[DIRECTIVE] Gather every line from the material below that contains the word "railing", and copy each one.

[Object position labeling entries]
-- begin --
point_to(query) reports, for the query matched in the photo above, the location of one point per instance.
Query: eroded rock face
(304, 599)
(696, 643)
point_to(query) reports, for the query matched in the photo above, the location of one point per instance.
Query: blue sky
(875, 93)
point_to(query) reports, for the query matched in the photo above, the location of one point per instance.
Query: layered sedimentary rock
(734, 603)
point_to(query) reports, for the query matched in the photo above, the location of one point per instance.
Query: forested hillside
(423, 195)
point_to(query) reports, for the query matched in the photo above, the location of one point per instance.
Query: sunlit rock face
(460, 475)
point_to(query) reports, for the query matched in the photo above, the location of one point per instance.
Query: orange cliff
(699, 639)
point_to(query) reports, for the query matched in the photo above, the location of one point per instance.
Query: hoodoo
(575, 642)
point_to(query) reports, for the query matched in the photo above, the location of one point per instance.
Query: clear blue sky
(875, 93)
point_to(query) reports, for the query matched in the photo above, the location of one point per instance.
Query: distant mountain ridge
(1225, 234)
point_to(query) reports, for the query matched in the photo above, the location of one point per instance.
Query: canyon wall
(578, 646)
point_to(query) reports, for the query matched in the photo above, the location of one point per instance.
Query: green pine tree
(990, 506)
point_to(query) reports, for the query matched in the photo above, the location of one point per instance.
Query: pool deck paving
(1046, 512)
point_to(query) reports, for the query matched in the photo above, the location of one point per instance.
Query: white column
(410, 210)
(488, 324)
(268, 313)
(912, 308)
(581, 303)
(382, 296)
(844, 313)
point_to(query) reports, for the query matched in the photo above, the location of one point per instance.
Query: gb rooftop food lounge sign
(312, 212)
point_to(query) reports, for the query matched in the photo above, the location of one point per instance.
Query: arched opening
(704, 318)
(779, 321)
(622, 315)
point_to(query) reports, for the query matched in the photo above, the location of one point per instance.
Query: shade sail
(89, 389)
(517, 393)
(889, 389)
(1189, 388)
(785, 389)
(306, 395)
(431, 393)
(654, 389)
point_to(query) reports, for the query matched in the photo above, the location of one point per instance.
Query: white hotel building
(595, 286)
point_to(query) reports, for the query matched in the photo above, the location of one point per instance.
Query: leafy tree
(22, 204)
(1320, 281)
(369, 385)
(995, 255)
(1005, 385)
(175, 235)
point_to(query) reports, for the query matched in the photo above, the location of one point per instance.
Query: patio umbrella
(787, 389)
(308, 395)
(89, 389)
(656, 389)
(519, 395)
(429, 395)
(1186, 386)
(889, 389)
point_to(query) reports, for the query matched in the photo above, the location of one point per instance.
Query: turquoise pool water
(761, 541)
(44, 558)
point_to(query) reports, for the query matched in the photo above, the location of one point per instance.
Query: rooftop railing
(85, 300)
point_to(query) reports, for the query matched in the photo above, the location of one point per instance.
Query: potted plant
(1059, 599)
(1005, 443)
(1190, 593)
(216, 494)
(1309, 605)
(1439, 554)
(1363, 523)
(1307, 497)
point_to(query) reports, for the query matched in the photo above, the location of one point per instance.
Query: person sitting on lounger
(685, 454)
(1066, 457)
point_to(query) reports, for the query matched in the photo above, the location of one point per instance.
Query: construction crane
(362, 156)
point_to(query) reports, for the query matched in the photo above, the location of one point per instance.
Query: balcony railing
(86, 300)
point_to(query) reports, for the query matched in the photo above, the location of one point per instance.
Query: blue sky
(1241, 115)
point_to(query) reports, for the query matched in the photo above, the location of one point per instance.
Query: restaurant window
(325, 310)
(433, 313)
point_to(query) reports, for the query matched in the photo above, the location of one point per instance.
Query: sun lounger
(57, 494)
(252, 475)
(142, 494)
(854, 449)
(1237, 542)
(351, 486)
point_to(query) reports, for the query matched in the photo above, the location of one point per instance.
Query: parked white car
-- end --
[CORRECT ANSWER]
Query: rooftop railing
Query: balcony railing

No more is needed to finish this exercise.